ИЛЬЯ ГЛАЗУНОВ: "Возрождение России начнется в Петербурге!"

 

Художник Илья Глазунов, который приехал в наш город всего на несколько дней, сейчас постоянно живет в Москве. Там у него много должностей, званий и обязанностей: он и ректор Всероссийской академии живописи, ваяния и зодчества, профессор и академик, директор Всесоюзного музея декоративно-прикладного искусства, и, как говорили в былые времена, и прочая, и прочая. Награжден, увенчан, прославлен. А если короче, то сегодня Илья Сергеевич – один из самых знаменитых в России и за рубежом живописцев. Но родом он из нашего города, здесь родился и вырос, а его предки жили в Петербурге еще 200 лет назад.

Описание: http://www.spbdnevnik.ru/image/article/115400.jpg

Я встретился с Ильей Сергеевичем в Манеже, когда рабочие развешивали его картины для предстоящей экспозиции. Громко стучали молотки, вокруг маэстро суетились служащие Манежа, назойливо наседали вездесущие телевизионщики со своими камерами.

– Илья Сергеевич, – обратился я к нему, – интервью для нашей газеты. О Петербурге. Что-то вроде, прогулки по городу вместе с Ильей Глазуновым…
– О Петербурге? Прогулка? О, замечательная идея! – оживился маэстро. – Только, знаете что… Тут у меня сейчас дел полно. Вот возьмите эту книгу. – И он протянул мне толстый том. – Тут все написано. Прочитайте, а потом и напишите!

Исходные данные:
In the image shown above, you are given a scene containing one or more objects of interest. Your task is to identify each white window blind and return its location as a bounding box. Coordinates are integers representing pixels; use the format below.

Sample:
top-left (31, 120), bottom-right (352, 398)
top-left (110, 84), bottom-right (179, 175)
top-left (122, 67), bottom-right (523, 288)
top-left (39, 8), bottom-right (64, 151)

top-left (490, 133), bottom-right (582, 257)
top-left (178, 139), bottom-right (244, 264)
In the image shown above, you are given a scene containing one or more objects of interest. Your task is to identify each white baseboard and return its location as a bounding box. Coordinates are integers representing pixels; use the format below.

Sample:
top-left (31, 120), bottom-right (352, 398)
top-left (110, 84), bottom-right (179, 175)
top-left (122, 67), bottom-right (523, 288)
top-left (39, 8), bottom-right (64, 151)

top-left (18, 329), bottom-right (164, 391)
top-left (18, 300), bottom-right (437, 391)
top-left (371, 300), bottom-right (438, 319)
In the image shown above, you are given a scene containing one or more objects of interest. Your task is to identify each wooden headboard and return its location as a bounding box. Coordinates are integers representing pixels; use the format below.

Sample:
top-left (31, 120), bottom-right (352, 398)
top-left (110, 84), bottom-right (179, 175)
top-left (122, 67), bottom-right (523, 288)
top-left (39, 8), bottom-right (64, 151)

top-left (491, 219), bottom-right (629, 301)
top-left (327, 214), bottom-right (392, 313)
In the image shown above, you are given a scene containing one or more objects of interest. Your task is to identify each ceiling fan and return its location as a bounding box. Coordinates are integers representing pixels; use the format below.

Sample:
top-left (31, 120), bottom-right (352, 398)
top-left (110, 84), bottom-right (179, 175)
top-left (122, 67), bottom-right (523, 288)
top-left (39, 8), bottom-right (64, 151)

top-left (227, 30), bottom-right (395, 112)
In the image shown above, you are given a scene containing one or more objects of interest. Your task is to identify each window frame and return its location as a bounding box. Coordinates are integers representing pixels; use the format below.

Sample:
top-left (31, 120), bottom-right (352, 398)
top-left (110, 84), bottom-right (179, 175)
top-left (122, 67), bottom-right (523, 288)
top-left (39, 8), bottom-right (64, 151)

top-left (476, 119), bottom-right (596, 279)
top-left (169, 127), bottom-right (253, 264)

---

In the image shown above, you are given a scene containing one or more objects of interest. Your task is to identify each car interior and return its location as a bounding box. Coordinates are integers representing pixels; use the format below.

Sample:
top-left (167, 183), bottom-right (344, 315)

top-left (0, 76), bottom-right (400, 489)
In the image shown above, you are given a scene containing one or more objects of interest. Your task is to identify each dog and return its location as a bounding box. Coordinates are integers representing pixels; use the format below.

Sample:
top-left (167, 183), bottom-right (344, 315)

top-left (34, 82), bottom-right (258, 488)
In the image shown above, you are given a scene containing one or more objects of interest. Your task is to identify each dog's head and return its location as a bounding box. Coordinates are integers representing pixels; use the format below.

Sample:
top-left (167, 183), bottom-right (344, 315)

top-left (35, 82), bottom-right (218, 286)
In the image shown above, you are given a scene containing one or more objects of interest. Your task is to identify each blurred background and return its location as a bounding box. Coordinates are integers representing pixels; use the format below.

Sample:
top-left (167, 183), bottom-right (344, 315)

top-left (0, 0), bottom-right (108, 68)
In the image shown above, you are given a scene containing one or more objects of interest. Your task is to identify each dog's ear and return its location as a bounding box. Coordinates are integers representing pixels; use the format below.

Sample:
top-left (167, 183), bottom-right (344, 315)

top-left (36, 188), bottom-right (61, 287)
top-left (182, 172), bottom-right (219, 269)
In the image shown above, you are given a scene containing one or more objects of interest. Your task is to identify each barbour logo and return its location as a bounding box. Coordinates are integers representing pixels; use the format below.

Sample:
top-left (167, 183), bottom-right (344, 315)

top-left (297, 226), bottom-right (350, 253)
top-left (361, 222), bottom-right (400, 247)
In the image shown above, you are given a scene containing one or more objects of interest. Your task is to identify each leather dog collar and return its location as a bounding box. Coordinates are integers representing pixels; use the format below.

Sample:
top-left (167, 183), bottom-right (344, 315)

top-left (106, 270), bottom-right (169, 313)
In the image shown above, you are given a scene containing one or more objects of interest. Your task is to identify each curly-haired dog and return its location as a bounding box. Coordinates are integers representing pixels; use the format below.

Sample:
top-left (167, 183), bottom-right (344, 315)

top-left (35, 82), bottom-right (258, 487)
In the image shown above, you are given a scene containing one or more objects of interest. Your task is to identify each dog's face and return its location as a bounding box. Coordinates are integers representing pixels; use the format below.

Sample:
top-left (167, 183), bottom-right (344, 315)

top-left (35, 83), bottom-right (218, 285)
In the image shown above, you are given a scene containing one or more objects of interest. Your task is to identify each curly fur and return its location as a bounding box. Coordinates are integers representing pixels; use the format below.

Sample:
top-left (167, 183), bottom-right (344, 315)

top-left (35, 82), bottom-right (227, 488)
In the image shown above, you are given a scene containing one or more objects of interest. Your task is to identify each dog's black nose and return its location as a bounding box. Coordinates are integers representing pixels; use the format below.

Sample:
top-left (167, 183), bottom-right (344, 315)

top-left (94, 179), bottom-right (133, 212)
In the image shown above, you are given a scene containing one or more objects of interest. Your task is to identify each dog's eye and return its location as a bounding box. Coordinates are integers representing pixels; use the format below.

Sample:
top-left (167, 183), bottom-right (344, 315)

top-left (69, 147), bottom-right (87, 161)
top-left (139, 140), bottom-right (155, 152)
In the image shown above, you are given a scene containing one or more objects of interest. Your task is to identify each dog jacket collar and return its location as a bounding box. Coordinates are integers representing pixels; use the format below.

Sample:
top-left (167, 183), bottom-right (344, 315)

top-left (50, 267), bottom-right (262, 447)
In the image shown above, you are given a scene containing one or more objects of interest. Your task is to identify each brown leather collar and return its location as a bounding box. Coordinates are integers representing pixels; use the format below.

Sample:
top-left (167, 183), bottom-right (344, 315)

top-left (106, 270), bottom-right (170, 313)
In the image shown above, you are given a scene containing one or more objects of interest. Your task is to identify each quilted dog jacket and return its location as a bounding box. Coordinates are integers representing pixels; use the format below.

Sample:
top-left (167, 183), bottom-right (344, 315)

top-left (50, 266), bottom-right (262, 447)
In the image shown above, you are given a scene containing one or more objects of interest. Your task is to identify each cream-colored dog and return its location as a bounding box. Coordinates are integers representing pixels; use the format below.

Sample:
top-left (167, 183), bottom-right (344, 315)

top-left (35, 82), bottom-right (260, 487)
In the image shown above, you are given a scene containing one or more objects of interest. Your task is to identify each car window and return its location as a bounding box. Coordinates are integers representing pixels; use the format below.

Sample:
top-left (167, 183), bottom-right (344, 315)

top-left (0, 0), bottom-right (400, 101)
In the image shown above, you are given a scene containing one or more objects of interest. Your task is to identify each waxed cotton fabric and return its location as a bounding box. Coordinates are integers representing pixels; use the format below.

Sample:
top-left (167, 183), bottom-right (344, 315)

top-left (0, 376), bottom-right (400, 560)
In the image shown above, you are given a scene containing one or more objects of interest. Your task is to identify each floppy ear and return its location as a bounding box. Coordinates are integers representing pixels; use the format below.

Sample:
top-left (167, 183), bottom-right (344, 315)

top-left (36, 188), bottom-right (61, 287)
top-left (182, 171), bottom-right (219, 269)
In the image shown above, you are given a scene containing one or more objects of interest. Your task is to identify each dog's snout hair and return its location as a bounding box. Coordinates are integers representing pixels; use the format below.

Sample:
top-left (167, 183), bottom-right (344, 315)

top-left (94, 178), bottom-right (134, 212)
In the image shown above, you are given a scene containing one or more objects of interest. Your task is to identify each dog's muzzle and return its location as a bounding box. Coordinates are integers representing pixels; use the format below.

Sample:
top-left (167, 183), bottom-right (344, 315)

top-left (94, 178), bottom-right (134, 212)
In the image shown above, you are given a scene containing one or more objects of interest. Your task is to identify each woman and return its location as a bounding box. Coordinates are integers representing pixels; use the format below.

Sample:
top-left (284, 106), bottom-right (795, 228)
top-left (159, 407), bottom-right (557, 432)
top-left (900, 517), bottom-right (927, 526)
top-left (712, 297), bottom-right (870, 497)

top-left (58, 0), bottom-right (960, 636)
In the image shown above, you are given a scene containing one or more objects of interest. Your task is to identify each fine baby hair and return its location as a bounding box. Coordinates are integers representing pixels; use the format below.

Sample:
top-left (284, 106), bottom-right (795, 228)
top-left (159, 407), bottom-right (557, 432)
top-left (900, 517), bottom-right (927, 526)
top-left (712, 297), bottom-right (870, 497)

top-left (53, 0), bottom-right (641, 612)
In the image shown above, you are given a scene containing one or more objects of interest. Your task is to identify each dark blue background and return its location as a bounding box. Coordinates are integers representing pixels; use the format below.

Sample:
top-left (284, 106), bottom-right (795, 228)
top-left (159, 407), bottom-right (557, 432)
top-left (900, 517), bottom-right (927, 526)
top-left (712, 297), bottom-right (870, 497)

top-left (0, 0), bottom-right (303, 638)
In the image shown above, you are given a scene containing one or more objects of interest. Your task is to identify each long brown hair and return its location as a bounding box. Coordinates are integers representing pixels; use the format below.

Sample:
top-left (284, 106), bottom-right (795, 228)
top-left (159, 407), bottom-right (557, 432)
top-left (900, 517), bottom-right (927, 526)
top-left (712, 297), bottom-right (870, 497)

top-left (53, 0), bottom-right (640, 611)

Текущее задание 1:
Замените в тексте об Илье Глазунове «телевизионщики» на «журналисты» и перепишите отрывок: начните со слов «Я встретился с» и остановитесь после слов «потом и напишите!».
Текущее задание 2:
Ответьте по тексту об Илье Глазунове на вопросы:
(a) В каком городе сейчас постоянно живет Илья Глазунов?
(b) Сколько лет назад предки художника жили в Петербурге?
(c) Где автор встретился с Ильей Сергеевичем?
Эти данные для работы не понадобятся.

Ответ 1:
Я встретился с Ильей Сергеевичем в Манеже, когда рабочие развешивали его картины для предстоящей экспозиции. Громко стучали молотки, вокруг маэстро суетились служащие Манежа, назойливо наседали вездесущие журналисты со своими камерами.

– Илья Сергеевич, – обратился я к нему, – интервью для нашей газеты. О Петербурге. Что-то вроде, прогулки по городу вместе с Ильей Глазуновым…
– О Петербурге? Прогулка? О, замечательная идея! – оживился маэстро. – Только, знаете что… Тут у меня сейчас дел полно. Вот возьмите эту книгу. – И он протянул мне толстый том. – Тут все написано. Прочитайте, а потом и напишите!

Ответ 2:
(a) В Москве.
(b) 200 лет назад.
(c) В Манеже.